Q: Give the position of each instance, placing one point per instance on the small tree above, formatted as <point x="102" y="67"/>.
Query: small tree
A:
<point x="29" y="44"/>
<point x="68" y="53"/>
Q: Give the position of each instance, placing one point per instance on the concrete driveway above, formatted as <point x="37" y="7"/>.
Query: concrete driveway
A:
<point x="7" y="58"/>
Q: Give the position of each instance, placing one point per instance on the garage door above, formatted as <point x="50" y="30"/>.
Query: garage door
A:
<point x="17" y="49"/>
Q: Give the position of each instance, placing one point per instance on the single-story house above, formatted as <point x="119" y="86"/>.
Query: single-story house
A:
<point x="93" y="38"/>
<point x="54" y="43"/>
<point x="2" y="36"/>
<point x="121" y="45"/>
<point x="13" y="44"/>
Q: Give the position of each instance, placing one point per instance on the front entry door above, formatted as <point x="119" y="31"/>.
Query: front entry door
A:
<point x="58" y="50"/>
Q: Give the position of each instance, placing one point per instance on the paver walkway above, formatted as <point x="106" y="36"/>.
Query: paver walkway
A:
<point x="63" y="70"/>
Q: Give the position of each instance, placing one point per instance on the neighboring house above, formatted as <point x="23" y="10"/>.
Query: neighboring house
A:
...
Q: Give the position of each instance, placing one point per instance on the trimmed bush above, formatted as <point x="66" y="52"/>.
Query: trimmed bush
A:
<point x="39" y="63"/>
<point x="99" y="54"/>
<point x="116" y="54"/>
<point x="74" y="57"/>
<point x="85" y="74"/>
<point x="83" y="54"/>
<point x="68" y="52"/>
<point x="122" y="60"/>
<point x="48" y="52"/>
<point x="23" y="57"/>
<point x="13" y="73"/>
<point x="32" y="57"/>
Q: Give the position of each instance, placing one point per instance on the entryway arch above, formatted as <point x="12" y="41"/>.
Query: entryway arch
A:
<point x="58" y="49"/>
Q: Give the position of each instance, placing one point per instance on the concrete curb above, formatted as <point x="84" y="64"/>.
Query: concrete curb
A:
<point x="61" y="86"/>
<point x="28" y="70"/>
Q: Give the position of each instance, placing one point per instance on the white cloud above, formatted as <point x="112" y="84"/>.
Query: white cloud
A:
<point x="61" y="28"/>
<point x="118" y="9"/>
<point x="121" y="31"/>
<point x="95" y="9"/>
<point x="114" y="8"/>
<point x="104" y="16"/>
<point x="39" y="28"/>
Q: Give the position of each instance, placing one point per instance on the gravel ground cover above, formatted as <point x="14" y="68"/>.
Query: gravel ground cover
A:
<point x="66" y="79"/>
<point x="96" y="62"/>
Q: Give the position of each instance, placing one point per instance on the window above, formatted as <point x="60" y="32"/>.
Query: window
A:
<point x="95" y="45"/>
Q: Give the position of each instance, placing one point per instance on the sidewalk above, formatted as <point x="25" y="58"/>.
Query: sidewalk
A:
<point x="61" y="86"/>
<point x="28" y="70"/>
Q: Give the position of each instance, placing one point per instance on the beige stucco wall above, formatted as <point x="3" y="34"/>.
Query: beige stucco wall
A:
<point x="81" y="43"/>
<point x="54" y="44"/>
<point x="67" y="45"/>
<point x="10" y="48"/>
* * *
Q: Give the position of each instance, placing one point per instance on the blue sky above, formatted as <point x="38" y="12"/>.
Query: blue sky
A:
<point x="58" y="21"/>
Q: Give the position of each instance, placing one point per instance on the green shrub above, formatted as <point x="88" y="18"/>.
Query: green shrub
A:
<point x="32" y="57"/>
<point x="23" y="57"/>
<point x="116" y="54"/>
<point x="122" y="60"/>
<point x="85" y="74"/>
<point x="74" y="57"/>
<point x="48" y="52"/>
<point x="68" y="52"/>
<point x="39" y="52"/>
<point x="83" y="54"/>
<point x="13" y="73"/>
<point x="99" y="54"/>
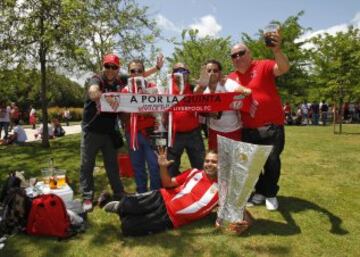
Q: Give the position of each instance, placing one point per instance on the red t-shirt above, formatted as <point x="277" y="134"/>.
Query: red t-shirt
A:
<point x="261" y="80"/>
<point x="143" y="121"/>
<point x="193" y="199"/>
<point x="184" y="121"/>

● **Goal of the exercise**: From the records above, reproduce exactly the lines from the one with "on the trimmed" to the one with "Query: trimmed bush", both included, and no others.

● **Answer below**:
Q: Give the position of each instance, placing one point per instance on the trimmed bush above, formatted as <point x="66" y="52"/>.
Query: trimmed bush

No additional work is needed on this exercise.